Provided data →
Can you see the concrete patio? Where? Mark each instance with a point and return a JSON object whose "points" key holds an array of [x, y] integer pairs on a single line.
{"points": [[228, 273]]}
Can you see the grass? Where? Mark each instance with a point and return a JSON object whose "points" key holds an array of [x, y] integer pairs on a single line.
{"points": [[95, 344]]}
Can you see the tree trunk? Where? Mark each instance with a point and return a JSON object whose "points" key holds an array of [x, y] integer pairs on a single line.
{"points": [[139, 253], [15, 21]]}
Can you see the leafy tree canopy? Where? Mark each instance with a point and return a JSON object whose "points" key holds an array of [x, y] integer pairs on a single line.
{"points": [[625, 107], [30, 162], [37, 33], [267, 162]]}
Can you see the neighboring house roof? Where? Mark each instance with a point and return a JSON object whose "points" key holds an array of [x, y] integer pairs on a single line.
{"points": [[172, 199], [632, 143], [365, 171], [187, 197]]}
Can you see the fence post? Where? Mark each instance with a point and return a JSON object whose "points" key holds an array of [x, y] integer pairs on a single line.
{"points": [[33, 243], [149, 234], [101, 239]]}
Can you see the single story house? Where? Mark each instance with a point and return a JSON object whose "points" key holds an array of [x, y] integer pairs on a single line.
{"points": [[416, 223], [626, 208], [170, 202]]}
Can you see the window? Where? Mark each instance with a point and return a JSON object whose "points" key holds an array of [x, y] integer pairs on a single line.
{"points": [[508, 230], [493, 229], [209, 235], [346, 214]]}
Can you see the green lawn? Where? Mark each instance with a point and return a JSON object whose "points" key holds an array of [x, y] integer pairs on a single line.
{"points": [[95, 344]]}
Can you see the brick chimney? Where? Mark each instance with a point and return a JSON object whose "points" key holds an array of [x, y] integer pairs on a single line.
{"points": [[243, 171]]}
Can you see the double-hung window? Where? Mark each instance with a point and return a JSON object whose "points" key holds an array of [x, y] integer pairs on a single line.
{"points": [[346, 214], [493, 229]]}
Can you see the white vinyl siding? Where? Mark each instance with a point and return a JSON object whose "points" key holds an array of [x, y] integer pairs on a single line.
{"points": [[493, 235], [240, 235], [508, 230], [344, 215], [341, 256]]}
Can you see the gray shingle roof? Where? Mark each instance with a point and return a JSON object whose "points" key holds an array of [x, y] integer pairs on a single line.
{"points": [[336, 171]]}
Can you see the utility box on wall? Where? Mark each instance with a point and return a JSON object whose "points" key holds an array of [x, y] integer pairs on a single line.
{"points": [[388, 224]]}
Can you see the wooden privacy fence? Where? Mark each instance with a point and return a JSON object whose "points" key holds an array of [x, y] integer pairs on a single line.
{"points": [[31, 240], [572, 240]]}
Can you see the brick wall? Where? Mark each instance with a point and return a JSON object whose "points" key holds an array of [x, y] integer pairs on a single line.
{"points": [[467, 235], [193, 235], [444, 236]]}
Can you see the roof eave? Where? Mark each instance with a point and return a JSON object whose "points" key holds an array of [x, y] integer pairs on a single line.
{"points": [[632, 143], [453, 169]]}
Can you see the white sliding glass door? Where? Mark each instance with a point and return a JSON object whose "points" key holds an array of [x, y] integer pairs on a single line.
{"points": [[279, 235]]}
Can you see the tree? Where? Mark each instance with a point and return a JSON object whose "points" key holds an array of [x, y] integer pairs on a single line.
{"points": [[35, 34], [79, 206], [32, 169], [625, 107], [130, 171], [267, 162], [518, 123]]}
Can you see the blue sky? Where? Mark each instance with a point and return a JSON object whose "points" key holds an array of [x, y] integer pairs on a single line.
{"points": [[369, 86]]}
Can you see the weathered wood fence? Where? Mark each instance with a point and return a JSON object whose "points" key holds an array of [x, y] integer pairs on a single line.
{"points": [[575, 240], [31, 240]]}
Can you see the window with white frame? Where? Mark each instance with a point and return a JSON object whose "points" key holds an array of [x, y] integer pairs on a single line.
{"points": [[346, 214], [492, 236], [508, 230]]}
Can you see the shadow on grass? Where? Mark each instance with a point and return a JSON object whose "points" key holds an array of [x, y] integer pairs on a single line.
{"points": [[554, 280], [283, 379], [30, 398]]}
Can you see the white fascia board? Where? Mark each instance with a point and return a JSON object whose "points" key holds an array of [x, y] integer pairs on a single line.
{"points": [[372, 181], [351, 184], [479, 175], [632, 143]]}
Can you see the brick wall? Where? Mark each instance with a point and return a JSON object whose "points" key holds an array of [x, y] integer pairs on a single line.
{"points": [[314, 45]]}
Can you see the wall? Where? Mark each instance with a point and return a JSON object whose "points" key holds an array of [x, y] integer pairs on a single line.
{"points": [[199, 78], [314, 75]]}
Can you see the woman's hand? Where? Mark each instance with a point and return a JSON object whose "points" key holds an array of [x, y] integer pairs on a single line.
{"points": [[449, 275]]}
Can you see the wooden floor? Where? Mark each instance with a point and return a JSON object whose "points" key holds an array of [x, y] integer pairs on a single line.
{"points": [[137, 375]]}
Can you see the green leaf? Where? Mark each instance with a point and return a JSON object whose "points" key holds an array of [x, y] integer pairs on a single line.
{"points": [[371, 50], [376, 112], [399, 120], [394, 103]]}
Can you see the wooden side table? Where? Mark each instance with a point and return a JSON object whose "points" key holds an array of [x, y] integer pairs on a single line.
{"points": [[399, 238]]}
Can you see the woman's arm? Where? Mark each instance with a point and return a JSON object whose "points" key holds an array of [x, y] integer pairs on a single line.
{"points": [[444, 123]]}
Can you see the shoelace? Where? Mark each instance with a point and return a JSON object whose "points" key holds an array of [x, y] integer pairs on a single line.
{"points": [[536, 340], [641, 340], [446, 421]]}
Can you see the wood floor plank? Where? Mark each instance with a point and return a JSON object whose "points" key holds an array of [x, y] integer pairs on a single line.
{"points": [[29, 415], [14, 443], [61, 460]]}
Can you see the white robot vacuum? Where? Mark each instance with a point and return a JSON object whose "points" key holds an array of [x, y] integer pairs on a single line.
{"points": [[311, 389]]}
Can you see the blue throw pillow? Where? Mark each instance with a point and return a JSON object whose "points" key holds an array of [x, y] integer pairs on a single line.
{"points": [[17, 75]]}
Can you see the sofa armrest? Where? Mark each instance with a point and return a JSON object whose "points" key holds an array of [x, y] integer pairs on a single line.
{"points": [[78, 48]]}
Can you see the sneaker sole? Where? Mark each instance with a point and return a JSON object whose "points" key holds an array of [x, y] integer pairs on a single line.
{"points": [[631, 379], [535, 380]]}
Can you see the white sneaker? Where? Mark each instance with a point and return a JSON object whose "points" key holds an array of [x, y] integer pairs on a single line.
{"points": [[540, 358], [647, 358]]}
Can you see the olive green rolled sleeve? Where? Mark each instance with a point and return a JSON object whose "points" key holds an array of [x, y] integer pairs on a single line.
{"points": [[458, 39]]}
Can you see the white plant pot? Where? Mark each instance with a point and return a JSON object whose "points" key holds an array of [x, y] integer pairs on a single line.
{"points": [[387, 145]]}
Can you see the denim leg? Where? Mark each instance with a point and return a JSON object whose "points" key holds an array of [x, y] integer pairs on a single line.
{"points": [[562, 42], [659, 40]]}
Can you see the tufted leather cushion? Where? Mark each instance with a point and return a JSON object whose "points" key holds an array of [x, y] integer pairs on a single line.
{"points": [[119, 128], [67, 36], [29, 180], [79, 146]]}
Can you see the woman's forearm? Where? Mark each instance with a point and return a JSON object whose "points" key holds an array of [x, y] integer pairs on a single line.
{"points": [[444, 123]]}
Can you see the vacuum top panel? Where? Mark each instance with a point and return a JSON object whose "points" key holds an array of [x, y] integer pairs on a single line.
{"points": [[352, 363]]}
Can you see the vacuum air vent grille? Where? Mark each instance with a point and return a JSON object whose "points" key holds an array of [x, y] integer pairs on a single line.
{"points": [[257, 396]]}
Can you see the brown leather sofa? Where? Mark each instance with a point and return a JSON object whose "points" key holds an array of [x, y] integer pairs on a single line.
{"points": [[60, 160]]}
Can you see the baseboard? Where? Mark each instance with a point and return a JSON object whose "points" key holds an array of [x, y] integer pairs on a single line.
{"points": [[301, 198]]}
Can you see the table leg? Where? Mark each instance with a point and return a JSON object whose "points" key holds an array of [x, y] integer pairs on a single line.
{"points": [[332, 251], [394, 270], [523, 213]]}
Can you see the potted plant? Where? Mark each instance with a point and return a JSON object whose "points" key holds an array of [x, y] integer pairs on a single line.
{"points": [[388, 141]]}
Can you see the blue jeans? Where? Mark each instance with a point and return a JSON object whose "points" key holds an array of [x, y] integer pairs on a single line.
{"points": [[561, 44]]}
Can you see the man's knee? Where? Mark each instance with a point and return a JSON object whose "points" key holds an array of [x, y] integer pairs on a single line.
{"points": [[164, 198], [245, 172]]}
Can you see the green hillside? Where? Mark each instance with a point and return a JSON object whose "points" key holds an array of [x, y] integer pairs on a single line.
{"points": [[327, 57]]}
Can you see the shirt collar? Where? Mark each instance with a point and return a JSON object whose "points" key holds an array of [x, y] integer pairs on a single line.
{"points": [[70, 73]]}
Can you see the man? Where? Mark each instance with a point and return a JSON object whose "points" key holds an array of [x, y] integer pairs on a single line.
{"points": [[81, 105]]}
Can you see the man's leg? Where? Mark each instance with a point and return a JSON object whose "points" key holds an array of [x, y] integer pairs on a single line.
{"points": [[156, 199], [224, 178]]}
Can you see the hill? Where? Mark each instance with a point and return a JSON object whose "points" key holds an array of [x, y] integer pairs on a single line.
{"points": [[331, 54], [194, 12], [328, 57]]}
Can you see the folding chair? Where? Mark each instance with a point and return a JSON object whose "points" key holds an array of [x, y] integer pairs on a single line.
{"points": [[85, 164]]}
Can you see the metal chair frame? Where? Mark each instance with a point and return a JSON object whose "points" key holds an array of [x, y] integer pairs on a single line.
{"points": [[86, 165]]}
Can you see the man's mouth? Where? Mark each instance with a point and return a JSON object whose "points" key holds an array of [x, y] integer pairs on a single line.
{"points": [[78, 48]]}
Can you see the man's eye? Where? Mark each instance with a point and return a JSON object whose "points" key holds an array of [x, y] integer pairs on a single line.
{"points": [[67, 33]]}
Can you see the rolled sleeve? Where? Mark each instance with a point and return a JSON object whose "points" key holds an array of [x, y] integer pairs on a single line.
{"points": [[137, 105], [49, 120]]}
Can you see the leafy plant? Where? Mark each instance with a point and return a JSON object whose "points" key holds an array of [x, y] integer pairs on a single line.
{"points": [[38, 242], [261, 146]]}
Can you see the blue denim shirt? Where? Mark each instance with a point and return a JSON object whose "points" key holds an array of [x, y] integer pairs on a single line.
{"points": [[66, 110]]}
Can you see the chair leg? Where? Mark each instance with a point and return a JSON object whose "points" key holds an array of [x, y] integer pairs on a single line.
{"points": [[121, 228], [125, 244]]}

Objective → Lay out the material from the line containing "Can you see the man's mouth?" through its final line as a numbered list, omitting any blank lines.

Reply →
1. Can you see the man's mouth? Where? Mark each instance with a point and return a JSON object whose "points" key holds an array of [x, y] integer pairs on a single line.
2. {"points": [[78, 48]]}
3. Can you see the man's eye? Where? Mark each instance with a point and return a JSON object whose "points" key holds an array of [x, y] integer pairs on a single line.
4. {"points": [[67, 33]]}
5. Can you see the rolled sleeve? Where? Mark each instance with a point and return a JSON object whose "points" key holds an array of [x, y] integer pairs on a single line.
6. {"points": [[137, 105], [49, 120]]}
7. Can you see the leafy plant? Where? Mark each instance with a point and return a JSON object whose "points" key holds an array of [x, y] integer pairs on a single line.
8. {"points": [[38, 242], [261, 146]]}
9. Can you see the blue denim shirt? Where? Mark each instance with a point and return a JSON object whose "points" key holds an array of [x, y] integer pairs on a single line.
10. {"points": [[66, 110]]}
11. Can you see the chair leg? Where? Mark each instance with a point and return a JSON object whose "points" key holds an array of [x, y] integer pairs on a single line.
12. {"points": [[121, 228], [125, 244]]}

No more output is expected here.